▶ _TRY IT_
Set down the entries once more, exactly as given.

DATA TO USE: Begin

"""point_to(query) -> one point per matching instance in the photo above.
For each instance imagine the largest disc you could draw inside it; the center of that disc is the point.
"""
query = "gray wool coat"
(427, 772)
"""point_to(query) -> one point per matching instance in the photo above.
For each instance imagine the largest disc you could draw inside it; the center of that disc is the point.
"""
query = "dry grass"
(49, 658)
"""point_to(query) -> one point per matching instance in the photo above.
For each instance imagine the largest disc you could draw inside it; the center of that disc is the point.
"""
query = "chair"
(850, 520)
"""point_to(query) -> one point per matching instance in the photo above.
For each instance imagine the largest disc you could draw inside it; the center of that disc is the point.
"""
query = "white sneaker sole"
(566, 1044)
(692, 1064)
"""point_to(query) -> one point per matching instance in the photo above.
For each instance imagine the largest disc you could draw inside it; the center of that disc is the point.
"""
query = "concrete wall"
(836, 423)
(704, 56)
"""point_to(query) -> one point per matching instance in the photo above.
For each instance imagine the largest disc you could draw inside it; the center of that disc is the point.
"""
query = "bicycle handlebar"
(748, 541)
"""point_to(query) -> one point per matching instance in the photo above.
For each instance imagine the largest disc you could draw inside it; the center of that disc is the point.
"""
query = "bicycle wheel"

DATA TO USE: End

▶ _RESULT_
"""point_to(query) -> one point per matching instance in the photo above.
For each instance imagine the largest disc you could draw inside it; the center of that disc is the point.
"""
query = "gray wool coat"
(427, 772)
"""point_to(query) -> one point per matching instance in the photo above.
For each instance imagine the largest disc you could draw inside it; the center of that disc is the point.
"""
query = "dry grass"
(49, 658)
"""point_to(query) -> one point per matching instance in the photo above.
For each instance imagine the largest disc you could draw inside it; the center of that disc is the point.
"""
query = "chair"
(850, 520)
"""point_to(query) -> one point per matching instance in the photo above.
For each instance imagine the largest disc you could draw inside it; the center of that disc is the point.
"""
query = "white sneaker sole"
(566, 1044)
(692, 1064)
"""point_to(query) -> one point per matching instance in the photo above.
For each instance imagine the largest disc you could draw inside it; the center of that disc is the point.
"""
query = "concrete wall"
(836, 423)
(704, 56)
"""point_to(query) -> one point per matching instance in the photo above.
For each instance imagine the largest disc you could draw inside it; the center of that disc is the point.
"""
query = "bicycle handlebar"
(748, 541)
"""point_to(query) -> one point per matching instance in the photo above.
For each instance imagine the largest disc you could draw inside it; the center of that disc is the point.
"""
query = "bicycle wheel"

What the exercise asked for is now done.